(WHAT THE TASK REQUIRES) List every line in this data where the string "silver" occurs.

(DATASET EXTRACT Opens)

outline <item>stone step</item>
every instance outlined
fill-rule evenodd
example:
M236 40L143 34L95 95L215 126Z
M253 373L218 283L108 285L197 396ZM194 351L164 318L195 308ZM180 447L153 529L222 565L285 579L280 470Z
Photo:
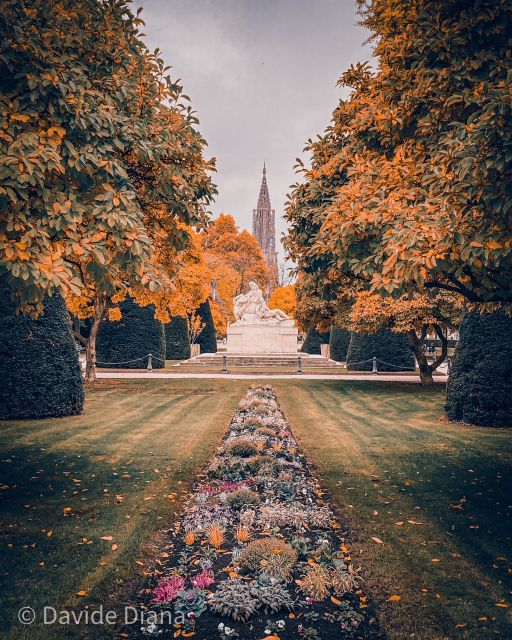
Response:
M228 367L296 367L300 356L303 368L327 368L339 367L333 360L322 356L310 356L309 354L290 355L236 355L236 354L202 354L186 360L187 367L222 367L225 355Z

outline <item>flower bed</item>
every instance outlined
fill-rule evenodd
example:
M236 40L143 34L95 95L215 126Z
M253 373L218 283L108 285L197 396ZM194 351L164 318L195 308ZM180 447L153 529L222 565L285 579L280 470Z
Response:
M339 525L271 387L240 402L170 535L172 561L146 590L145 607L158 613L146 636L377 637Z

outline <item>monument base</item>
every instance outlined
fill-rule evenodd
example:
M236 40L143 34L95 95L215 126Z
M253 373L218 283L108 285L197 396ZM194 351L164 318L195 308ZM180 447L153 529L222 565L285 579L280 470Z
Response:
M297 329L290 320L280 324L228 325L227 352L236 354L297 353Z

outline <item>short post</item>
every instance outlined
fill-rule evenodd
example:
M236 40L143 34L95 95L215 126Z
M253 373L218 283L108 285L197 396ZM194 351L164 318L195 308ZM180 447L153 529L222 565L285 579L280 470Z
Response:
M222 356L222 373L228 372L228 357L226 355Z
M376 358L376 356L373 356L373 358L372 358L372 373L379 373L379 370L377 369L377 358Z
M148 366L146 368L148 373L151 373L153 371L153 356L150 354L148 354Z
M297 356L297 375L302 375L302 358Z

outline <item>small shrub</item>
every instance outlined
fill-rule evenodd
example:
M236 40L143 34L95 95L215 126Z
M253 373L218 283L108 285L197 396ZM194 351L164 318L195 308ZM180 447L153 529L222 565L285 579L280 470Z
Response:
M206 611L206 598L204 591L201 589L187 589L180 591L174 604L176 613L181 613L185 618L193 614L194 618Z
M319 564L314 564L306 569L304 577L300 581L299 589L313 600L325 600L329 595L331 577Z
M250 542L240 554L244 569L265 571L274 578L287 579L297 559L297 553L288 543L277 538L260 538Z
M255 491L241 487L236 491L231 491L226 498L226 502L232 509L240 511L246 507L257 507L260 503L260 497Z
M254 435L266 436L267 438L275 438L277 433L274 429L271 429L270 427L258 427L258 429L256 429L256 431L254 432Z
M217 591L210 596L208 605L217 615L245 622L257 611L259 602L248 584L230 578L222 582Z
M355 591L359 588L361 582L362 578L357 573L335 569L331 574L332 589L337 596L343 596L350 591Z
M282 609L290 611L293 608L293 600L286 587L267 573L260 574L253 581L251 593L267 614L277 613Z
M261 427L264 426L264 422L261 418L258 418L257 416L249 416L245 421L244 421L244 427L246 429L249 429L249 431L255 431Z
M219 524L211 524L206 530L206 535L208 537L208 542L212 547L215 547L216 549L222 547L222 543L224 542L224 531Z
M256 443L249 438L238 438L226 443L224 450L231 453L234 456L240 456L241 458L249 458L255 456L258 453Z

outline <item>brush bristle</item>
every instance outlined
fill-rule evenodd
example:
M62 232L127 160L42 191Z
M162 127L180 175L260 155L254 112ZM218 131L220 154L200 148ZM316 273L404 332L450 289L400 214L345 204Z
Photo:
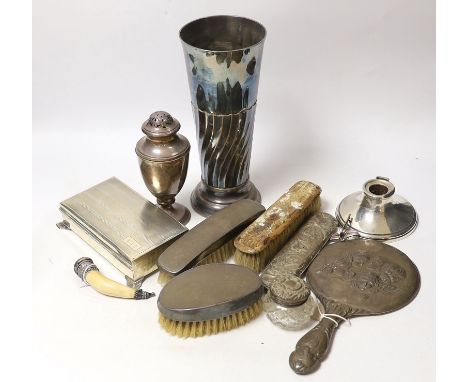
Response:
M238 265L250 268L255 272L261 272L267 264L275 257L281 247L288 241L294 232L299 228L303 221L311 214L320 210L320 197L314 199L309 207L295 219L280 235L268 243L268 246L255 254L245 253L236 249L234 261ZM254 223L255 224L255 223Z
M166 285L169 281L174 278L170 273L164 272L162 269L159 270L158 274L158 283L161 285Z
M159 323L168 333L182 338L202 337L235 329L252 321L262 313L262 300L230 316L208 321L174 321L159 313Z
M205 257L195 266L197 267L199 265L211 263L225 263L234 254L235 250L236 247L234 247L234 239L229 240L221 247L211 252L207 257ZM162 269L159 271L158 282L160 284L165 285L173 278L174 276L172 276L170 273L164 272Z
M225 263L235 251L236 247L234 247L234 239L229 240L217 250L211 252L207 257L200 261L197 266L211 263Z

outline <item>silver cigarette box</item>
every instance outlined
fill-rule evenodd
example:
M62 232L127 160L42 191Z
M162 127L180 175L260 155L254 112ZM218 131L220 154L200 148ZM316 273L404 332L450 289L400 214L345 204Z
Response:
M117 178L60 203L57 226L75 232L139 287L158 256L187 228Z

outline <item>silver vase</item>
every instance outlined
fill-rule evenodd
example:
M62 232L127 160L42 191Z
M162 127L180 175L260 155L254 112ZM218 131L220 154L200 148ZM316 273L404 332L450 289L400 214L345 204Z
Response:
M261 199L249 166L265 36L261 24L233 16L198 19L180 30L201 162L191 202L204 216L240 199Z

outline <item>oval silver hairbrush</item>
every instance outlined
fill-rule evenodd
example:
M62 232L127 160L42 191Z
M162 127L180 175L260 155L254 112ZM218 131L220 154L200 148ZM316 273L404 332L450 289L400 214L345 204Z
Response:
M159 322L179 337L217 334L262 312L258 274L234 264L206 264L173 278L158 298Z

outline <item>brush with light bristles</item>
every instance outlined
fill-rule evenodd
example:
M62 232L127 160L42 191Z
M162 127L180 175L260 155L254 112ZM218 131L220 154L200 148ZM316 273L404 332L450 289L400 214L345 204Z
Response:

(DATASET EXTRACT Closes)

(ANSWER BOX)
outline <item>silver cigarette box</item>
outline <item>silver vase</item>
outline <item>oval silver hairbrush</item>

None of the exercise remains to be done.